=== Problems and tasks ===
[a] What name does the opening post of the Cython toolz thread propose for the project?
[b] Pick up the Cython toolz thread after its last line and keep writing it.

=== Reading passage ===
::::::

Cython implementation of toolz

eriknw commented 10 years ago

What do you think about having a Cython implementation of toolz that can be used as a regular C extension in CPython, or be cimport-ed by other Cython code?

I've been messing around with Cython lately, and I became curious how much performance could be gained by implementing toolz in Cython. I am almost finished with a first-pass implementation (it goes quickly when one doesn't try to fine-tune everything), and just have half of itertoolz left to do.

Performance increases of x2-x4 are common. Some perform even better (like x10), and a few are virtually the same. There is also less overhead when calling functions defined in Cython, which at times can be significant regardless of how things scale.

However, performance when called from Python isn't the only consideration. A common strategy used by the scientific, mobile, and game communities to increase performance of their applications is to convert Python code that is frequently run to Cython. Developing in Cython also tends to be very imperative. A Cython version of toolz will allow fast implementations to be used in other Cython code (via cimport) while facilitating a more functional style of programming.

Looking ahead, cython.parallel exposes OpenMP at a low level, which should allow for more efficient parallel processing.

Thoughts? Any ideas for a name? I am thinking coolz, because ctoolz and cytoolz sound like they are utilities for C or Cython code. I can push what I currently have to a repo once it has a name. Should this be part of pytoolz?

eriknw commented 10 years ago

To summarize my results with get:

single index:
- x2.4
single index returning default value:
- x6
short list of indices (length 2):
- x10
- less for long lists
short list indices all returning default values:
- x20
- more for long lists

Just to be clear "x1" would be the same execution time, and "x2" would be half the execution time.

mrocklin commented 10 years ago

Awesome. Though note that curry(get)(0) is only about 1.5 times faster than curry(get)(0) in toolz. The use of partial pays off.

eriknw commented 10 years ago

Awesome. Though note that curry(get)(0) is only about 1.5 times faster than curry(get)(0) in toolz. The use of partial pays off.

I'm not ready to concede the point of using partial in toolz.curry when the function may have keyword arguments. curry is not the same as partial. When there are only positional arguments, curry has well-defined semantics: f(x, y, z) can be incrementally evaluated as f(1)(2)(3). If there are both positional arguments and keyword arguments, the semantics become less obvious. I would expect curry to allow incremental additions (and changes) to keyword arguments as follows: f(x, y=None, z=None) can be incrementally evaluated as f(y=1)(z=2)(y=3)(4). For example:

# we plan to use `memoize` with this key function many places
memoize_onfirst = memoize(key=lambda *args, **kwargs: args[0])

::::::

=== Given material ===
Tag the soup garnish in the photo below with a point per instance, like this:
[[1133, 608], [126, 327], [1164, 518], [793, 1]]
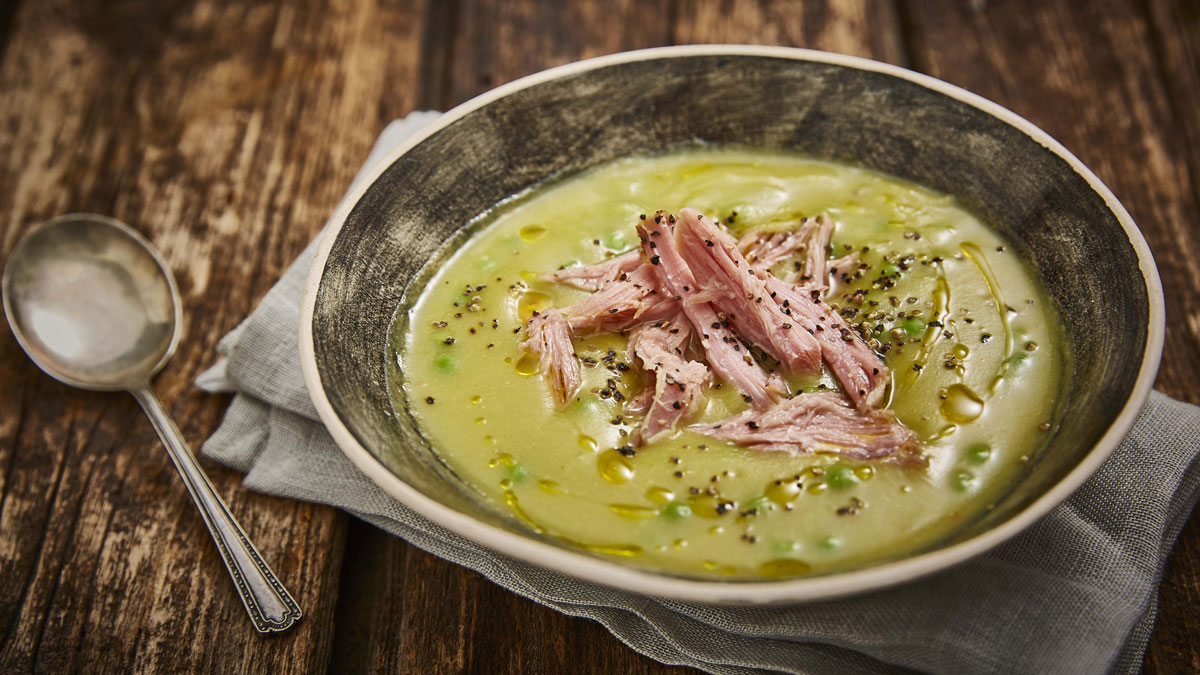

::::::

=== Answers by task ===
[a] coolz

[b]
f_cache = {}
@memoize_onfirst(cache=f_cache)
def f(x, y, z):
    ...

Such usage is incompatible with returning a partial object for get (because get has a keyword argument). Moreover, if you want almost all of the convenience of using and typing get and the speed of partial, you can use this one-liner: pget = lambda *args, **kwargs: partial(get, *args, **kwargs).

By the way, I had to make cytoolz.curry a little slower for a while in order to pass tests (have I mentioned how much I love having pre-existing tests? Well, I do!). I now understand the issue I was having, and cytoolz.curry is once again nearly as fast as partial. For me curry(get)(0) in cytoolz is now 1.9 time faster than curry(get)(0) in toolz. Somehow, I think this looks good for both toolz and cytoolz (even though toolz needed to make a compromise to gain performance)!

mrocklin commented 10 years ago

I agree with you about the issue with partial, we do sacrifice correctness here. I've optimized pretty heavily for performance in the past. My only defense for this strategy is that correctness issues haven't come up.

Maybe with cytoolz around though this can change. Maybe instead of rarely sacrificing correctness we now optionally sacrifice the pure-python bit. This is nice because the user can make this choice himself (by import cytoolz rather than toolz) rather than us making the curry/partial decision for him.

mrocklin commented 10 years ago

I plan to talk about functional programming and core data structures at PyData Silicon Valley, May 2-4 and I'd like to show off CyToolz. It would be nice to release a blogpost or two about it beforehand. Are you working on a timeline of any sort?

eriknw commented 10 years ago

Oh, cool. I'll be interested to hear how it goes.

I expect to be very busy the last two weeks of April, so I plan to get cytoolz into a beta state within a week. I think this is doable. "beta" to me means full coverage of toolz API, pip-installable on Linux (and possibly OS X) with and without Cython, and at least a little documentation. Your engagement is appreciated. I was initially thinking early May for my blog post. Hopefully I can whip it out sooner, but reaching beta status is my main priority.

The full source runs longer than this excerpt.